• [Assigned task]: Hunt through the lines below for the string "trim" and copy each one that has it.

• [The data]:
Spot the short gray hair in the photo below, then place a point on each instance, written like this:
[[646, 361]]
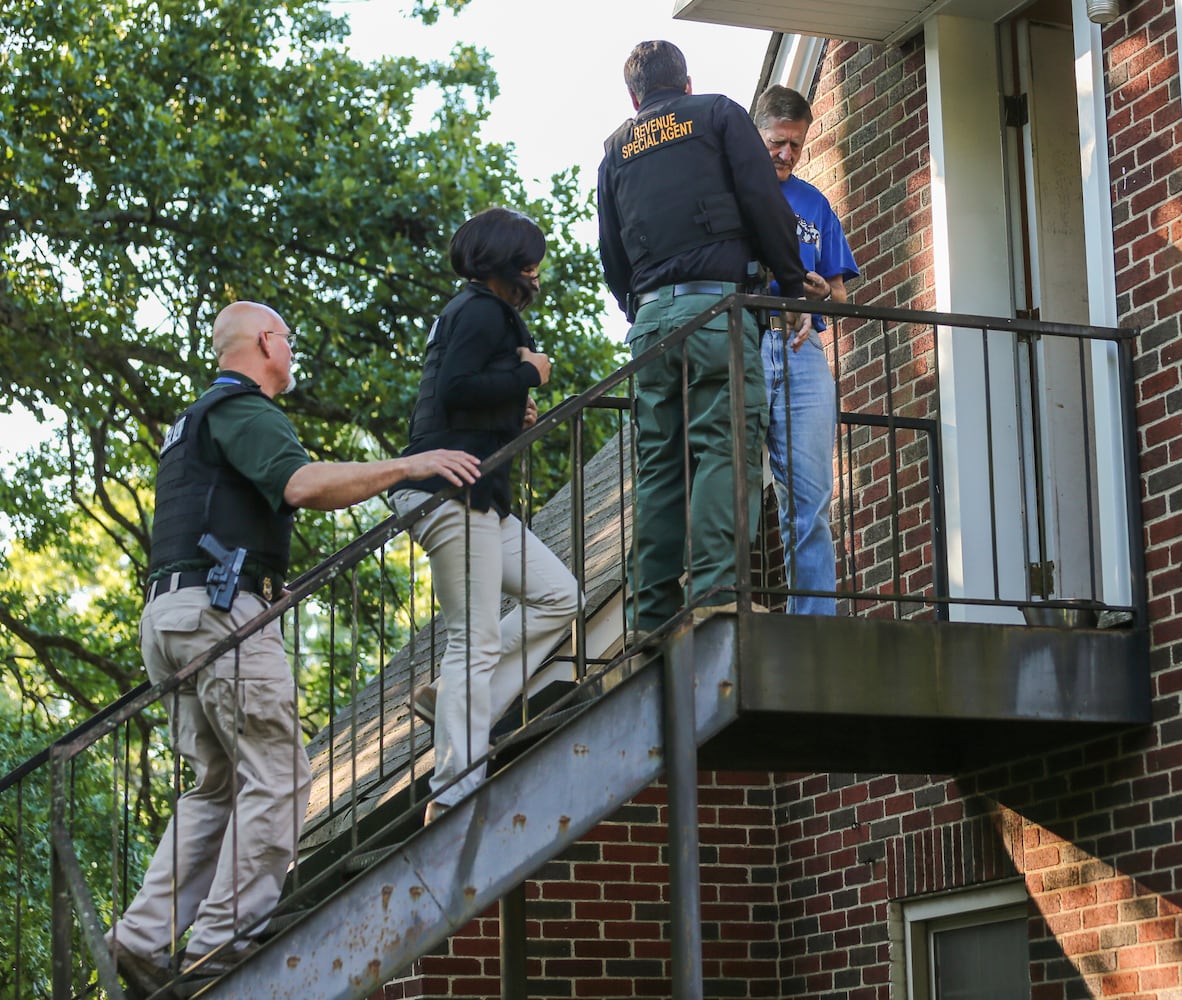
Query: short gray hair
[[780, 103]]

...

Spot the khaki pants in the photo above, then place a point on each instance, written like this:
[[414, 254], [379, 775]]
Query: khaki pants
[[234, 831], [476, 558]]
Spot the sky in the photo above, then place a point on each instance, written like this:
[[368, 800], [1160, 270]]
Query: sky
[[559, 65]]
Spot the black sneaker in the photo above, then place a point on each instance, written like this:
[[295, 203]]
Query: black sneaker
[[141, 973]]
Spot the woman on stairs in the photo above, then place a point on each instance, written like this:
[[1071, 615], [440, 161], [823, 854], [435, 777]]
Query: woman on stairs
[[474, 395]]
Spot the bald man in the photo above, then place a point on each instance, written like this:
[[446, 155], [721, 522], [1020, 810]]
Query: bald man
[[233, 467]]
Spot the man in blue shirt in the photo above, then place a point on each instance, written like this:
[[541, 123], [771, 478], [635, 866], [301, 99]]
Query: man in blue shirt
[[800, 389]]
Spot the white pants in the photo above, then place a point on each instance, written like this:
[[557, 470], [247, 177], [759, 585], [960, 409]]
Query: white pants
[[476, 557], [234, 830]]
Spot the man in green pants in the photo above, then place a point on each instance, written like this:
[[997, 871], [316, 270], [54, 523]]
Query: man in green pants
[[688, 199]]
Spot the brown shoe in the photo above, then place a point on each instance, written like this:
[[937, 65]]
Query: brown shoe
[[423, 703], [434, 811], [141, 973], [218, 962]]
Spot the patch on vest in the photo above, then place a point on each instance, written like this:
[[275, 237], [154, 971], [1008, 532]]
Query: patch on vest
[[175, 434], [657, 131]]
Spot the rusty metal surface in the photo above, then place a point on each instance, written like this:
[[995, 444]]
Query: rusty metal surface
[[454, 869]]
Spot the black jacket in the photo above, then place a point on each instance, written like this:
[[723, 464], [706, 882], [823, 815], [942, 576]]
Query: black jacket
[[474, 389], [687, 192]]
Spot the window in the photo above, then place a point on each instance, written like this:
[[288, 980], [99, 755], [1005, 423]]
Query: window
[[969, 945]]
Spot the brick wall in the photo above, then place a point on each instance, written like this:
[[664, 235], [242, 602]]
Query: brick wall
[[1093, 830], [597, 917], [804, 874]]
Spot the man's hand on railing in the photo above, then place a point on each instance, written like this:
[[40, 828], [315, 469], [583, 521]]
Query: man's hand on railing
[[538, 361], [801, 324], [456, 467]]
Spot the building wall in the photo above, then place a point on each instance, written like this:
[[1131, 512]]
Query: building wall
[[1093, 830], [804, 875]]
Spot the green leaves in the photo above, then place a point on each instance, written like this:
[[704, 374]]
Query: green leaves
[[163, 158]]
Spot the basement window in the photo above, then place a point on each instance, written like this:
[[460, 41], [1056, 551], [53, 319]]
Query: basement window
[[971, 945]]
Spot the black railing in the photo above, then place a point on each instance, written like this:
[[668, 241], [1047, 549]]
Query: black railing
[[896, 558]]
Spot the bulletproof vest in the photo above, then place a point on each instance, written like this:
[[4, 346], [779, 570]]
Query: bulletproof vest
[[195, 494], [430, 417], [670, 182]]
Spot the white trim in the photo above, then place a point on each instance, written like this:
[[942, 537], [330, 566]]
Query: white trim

• [Problem solution]:
Spot the white trim in the photo above, then place a point on each instance, written like this:
Query: white trim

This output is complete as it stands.